▸ **WHAT THE EXERCISE ASKS**:
Retype the entries below word for word, leaving out every picture.

▸ **Referring expression data**:
——
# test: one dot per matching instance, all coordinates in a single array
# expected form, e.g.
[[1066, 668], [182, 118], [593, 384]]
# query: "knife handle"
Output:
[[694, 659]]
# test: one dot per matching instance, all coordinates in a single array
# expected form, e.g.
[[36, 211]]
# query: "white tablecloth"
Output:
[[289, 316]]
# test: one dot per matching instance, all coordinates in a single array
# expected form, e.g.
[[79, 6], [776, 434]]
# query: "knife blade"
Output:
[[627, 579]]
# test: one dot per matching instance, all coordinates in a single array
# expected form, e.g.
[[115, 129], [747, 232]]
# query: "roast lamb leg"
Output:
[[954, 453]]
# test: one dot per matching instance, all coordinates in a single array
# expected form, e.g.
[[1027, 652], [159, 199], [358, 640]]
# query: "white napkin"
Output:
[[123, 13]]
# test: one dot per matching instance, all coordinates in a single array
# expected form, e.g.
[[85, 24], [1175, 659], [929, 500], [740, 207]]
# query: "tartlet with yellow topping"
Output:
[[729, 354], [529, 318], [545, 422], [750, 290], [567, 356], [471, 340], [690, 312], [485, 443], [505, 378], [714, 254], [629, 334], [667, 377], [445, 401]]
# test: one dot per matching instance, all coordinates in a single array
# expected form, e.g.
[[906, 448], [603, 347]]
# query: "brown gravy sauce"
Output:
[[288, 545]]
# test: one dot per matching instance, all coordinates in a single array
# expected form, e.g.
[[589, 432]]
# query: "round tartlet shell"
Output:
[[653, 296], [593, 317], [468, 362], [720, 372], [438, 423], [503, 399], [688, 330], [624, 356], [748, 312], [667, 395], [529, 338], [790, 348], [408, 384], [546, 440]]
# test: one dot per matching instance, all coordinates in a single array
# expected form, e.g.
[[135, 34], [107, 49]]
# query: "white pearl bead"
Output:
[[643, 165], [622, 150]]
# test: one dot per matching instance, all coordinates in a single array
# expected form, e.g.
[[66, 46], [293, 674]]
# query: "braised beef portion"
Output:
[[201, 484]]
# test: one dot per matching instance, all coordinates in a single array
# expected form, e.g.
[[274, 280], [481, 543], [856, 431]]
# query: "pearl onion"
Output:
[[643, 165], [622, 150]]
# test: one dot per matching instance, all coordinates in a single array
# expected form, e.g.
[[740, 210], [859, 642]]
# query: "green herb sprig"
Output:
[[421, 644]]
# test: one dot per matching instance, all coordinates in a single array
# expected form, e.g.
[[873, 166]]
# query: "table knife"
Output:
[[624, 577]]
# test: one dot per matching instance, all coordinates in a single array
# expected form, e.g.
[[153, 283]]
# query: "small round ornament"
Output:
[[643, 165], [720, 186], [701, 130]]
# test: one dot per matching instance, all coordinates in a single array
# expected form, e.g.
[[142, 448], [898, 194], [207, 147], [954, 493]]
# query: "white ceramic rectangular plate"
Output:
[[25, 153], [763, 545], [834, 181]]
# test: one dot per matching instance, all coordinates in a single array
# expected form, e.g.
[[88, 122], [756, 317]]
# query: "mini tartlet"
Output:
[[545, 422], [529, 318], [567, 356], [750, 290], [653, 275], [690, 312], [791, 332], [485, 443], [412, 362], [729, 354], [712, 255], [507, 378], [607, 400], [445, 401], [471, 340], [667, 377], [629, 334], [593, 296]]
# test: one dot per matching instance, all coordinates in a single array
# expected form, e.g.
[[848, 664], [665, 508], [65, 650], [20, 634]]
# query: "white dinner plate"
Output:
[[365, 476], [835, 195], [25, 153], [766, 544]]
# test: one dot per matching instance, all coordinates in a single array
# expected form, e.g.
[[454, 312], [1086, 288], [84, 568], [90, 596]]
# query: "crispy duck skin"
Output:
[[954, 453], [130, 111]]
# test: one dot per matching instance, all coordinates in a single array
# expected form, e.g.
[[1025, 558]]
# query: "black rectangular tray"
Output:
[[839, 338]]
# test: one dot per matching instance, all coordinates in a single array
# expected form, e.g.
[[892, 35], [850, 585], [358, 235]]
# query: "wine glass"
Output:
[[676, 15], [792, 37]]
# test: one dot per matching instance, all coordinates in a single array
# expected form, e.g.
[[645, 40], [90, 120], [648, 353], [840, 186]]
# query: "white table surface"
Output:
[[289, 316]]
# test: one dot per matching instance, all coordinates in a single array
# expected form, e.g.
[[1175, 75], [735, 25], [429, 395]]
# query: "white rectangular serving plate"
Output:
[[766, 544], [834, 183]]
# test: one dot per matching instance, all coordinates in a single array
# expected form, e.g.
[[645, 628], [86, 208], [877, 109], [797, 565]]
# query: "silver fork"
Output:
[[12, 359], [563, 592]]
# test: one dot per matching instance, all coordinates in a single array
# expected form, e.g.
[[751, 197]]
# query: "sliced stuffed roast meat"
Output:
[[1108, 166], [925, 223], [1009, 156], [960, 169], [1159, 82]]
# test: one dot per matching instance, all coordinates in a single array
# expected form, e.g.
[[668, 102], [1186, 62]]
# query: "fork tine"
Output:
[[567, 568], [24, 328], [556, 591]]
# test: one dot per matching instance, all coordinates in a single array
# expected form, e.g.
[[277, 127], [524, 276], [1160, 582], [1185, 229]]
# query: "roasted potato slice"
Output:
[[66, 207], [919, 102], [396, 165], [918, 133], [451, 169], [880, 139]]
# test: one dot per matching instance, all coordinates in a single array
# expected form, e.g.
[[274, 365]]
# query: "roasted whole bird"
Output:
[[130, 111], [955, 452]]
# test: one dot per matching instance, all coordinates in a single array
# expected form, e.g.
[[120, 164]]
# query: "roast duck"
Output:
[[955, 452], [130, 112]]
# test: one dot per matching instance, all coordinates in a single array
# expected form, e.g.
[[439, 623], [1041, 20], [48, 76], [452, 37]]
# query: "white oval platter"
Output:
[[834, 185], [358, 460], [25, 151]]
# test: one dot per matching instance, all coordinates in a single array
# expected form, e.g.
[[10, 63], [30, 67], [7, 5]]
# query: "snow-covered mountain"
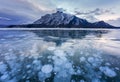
——
▸ **OUTPUT FOR THIS EXERCISE**:
# test: one dot per matching instance, all coordinates in a single array
# expected form, e.g.
[[1066, 668], [182, 118], [593, 384]]
# query: "knife handle"
Output:
[[694, 659]]
# test: one dot per matching instance, all coordinates in a single array
# expected form, e.g.
[[36, 211]]
# query: "white tablecloth"
Output:
[[289, 316]]
# test: one dot per matching instance, all coordinates in a single array
# expected form, e.g.
[[79, 6], [776, 434]]
# query: "knife blade"
Output:
[[627, 579]]
# test: one dot per matching instance, all coordinates in a single array
# expected form, e.g.
[[115, 129], [747, 232]]
# query: "roast lamb leg"
Output:
[[954, 453]]
# test: one dot per matching instance, all coordinates in a single array
# expected form, e.g.
[[1027, 652], [159, 199], [358, 640]]
# query: "white napkin"
Output:
[[123, 13]]
# test: one dot per matching instance, all coordinates in a single array
# expected form, e.g.
[[85, 24], [1175, 659], [929, 500], [740, 207]]
# query: "tartlet with yellow topping"
Output:
[[729, 354], [529, 318], [545, 422], [750, 290], [567, 356], [471, 340], [690, 312], [485, 443], [505, 378], [714, 254], [629, 334], [667, 377], [445, 401]]
# test: one dot per matching instance, all coordinates in a single array
# expected form, e.g.
[[906, 448], [603, 347]]
# query: "brown gravy sauce"
Output:
[[288, 545]]
# test: one dot per matching instance, all coordinates in a single array
# expected form, e.g.
[[589, 432]]
# query: "round tartlet shell"
Output:
[[653, 296], [593, 317], [468, 362], [720, 372], [438, 423], [503, 399], [688, 330], [624, 356], [748, 312], [667, 395], [529, 338], [790, 348], [408, 384], [546, 440]]
# test: one dot per matching instance, all coordinates in a single array
# expected form, e.g.
[[135, 34], [107, 49]]
# query: "white pearl bead"
Output:
[[643, 165], [622, 150]]
# test: one dot per matching instance, all coordinates in a single array
# expected form, e.g.
[[66, 46], [293, 674]]
# query: "braised beef portion"
Output:
[[201, 484]]
# test: one dot per matching instance, all coordinates in a single array
# expected form, e.g.
[[274, 280], [481, 543], [856, 431]]
# query: "pearl onion"
Output:
[[643, 165], [622, 150]]
# test: one dot per matching instance, all coordinates in a single array
# expected form, e.g.
[[740, 210], [859, 642]]
# query: "green herb sprig"
Output:
[[421, 644]]
# test: one dot per matching instance, all coordinates in a single array
# expected form, e.g.
[[873, 166]]
# query: "table knife"
Output:
[[624, 577]]
# test: one dot per matching instance, all coordinates in a single array
# expected form, e.g.
[[153, 283]]
# query: "small round ornament"
Output:
[[643, 165], [720, 186], [701, 130]]
# test: one dot per matching instance, all coordinates in a single array
# expected form, e.g.
[[142, 448], [898, 194], [207, 147], [954, 493]]
# query: "white ceramic rectangular plate"
Output:
[[25, 153], [763, 545], [834, 181]]
# test: one dot per matching instance, all coordinates in a single array
# expected form, e.g.
[[88, 122], [756, 317]]
# query: "mini tartlet"
Output:
[[545, 422], [529, 318], [567, 356], [750, 290], [653, 275], [690, 312], [791, 332], [485, 443], [412, 362], [729, 354], [712, 255], [507, 378], [607, 400], [445, 401], [471, 340], [667, 377], [629, 334], [593, 296]]
# test: one dot per matching instance, all coordinates in a single array
# expected form, e.g.
[[848, 664], [665, 508], [65, 650], [20, 634]]
# query: "white dinner plate"
Output:
[[365, 476], [835, 195], [25, 153], [766, 544]]
# test: one dot per matching instance, all coordinates in a single array
# expected form, e.g.
[[454, 312], [1086, 288], [84, 568], [90, 596]]
# query: "crispy duck skin"
Output:
[[954, 453], [130, 111]]
# test: one dot per matching instance, all coordinates in a single array
# expected form, e.g.
[[1025, 558]]
# query: "black rectangular tray"
Output:
[[839, 338]]
# test: one dot per matching instance, all coordinates in a single array
# expected form, e.g.
[[892, 35], [850, 585], [358, 235]]
# query: "wine glass"
Output:
[[676, 15], [792, 37]]
# test: one dot per matching instance, all coordinates in a single array
# expected form, e.g.
[[645, 40], [90, 120], [648, 353], [840, 186]]
# query: "white table surface"
Output:
[[289, 316]]
# test: one dot per matching instance, all coordinates in a single array
# expected form, e.g.
[[1175, 75], [735, 25], [429, 395]]
# query: "white rectangular serving plate"
Output:
[[766, 544], [834, 183]]
# test: one dot per matching instance, all coordinates in a single array
# expected form, e.g.
[[645, 628], [86, 208], [877, 109], [797, 565]]
# query: "silver fork"
Output:
[[12, 359], [563, 592]]
# test: one dot per matching instance, all coordinates in a single array
# expected form, e.g.
[[751, 197]]
# query: "sliced stuffed roast meat"
Output:
[[1108, 166], [925, 223], [1009, 156], [960, 169], [1159, 82]]
# test: one dot per matching instance, all coordinates in a single array
# expected form, e.g.
[[668, 102], [1186, 62]]
# query: "fork tine"
Output:
[[567, 568], [24, 328], [556, 591]]
# test: one dot per matching instance, all coordinates in a single array
# expected form, e.g.
[[277, 127], [524, 276], [1160, 582], [1185, 229]]
# query: "roasted potato slice"
Output:
[[66, 207], [919, 102], [396, 165], [918, 133], [451, 169], [880, 139]]
# test: one dot per matching instance, all coordinates in a single array
# expected form, e.g.
[[274, 365]]
# query: "roasted whole bird"
Output:
[[130, 111], [955, 452]]
# test: one dot per matching instance, all coordinates in a single array
# expected form, e.g.
[[120, 164]]
# query: "roast duck"
Output:
[[955, 452], [130, 112]]
# test: one dot per matching instance, all coordinates in a single array
# expected form, e.g.
[[439, 623], [1041, 20], [48, 76], [452, 37]]
# query: "white oval platter"
Output:
[[834, 185], [358, 460], [25, 151]]
# test: one dot per matching instance, all coordinates in a single array
# expected form, e.g.
[[10, 63], [30, 67], [7, 5]]
# query: "snow-covered mountain"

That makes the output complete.